[Named object pointing entries]
__________________________________________________
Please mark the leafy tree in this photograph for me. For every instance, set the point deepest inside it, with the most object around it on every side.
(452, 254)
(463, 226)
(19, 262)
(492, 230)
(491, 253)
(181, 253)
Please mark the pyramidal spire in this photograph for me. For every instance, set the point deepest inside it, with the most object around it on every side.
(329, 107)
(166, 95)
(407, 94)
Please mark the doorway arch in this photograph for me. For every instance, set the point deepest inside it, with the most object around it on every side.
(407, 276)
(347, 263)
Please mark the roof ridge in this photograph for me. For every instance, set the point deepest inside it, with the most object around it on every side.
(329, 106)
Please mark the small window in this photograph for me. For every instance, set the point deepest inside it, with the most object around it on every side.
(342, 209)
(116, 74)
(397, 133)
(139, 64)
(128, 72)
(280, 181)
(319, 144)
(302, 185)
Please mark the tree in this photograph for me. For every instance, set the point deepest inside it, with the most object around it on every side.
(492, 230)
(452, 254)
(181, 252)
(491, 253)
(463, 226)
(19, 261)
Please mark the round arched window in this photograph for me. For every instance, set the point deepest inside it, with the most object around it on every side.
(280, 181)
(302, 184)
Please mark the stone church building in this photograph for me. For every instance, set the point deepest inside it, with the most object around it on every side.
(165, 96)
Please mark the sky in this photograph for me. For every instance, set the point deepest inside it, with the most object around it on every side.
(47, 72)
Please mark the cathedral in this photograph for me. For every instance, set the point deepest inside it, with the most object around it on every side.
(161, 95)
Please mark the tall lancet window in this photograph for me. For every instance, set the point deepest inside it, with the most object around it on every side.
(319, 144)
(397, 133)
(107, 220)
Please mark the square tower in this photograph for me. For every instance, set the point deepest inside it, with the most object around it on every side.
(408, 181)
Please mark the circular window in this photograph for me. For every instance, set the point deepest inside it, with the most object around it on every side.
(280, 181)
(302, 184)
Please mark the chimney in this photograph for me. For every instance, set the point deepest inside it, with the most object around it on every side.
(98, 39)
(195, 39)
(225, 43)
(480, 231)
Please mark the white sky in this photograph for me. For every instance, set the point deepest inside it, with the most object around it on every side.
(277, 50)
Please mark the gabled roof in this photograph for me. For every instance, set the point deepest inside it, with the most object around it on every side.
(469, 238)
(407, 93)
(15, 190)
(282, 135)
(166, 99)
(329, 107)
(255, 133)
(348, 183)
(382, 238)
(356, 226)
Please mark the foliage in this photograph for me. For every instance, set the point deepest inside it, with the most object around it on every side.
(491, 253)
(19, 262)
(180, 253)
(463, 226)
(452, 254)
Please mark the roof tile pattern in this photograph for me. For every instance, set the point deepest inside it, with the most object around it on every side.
__________________________________________________
=== PROBLEM DETAILS ===
Each line of the material above must be retyped precisely.

=== EXERCISE RESPONSE ===
Please mark the leafy tree in this photograph for me. For every instance, set the point deepest inside it, with the most object around it on every side.
(452, 254)
(463, 226)
(19, 262)
(492, 230)
(491, 253)
(181, 253)
Please mark the pyramidal spire in this photograph for me. For every instance, set the point deepest inside it, with the most object around it on every side.
(329, 107)
(166, 95)
(407, 94)
Please mark the doorway arch in this photograph for me. For every instance, set the point deepest inside it, with the most object around it on every side.
(407, 276)
(347, 263)
Please mark the roof ridge in this photograph for me. For every instance, set the point deepest inside it, with the most object around it on every side.
(329, 106)
Please mark the small window in this photograph for me. For every instance, set the point deepest inside it, with the most object around it on every side.
(342, 209)
(116, 74)
(397, 133)
(139, 64)
(128, 72)
(280, 181)
(319, 144)
(302, 185)
Please mark the tree in this photograph for me. For every instance, set the point deepest inside it, with the most object around it on every side.
(492, 230)
(452, 254)
(181, 252)
(491, 253)
(463, 226)
(19, 261)
Please mark the round arched window in this photograph for me. For every instance, set the point deepest inside it, with the most object around it on every side.
(280, 181)
(302, 184)
Please mark the stone church building in this photograph for me. For every instance, set the point deepest inside it, with the most object around it on every side.
(165, 96)
Please mark the sky in this photograph for me. For every instance, set the point deepest inside it, with the most object around it on every side.
(47, 72)
Please mark the cathedral in this photograph for me. For every instance, set the point deepest inside it, with the most object around it on every side.
(161, 95)
Please mark the tall lancet window in this photograph for me. For every instance, set the point deepest inside it, with the most object around it on every side.
(319, 144)
(397, 133)
(107, 220)
Please mark the square tower in this photograph for me. For every instance, set the point deepest inside it, with the most object around it on every side.
(408, 181)
Please mark the circular window in this photograph for me. For every instance, set the point deepest inside it, with the most object around it on every side.
(280, 181)
(302, 184)
Please mark the chimney in this photograph for me. For every instance, set the point deepest inside it, with the most object around it on every side.
(98, 39)
(195, 39)
(225, 43)
(480, 231)
Please mark the white sky in this photograph for me. For every instance, set the point deepest inside it, with the most object around it on every side.
(277, 50)
Please mark the gabled roof in this photograph for me. For every instance, set the point deepest inside it, with the most object around it on every side.
(469, 238)
(407, 93)
(15, 190)
(282, 135)
(166, 99)
(329, 107)
(255, 133)
(348, 183)
(382, 238)
(356, 226)
Please mark the foliage in this photograph for me. For every instance, set the point deepest inside it, with the most object around it on every side.
(491, 253)
(19, 262)
(180, 253)
(463, 226)
(452, 254)
Please mark the roof tile pattern in this photograph for me. For every instance, set the point deepest inside it, with the most object around it on every side.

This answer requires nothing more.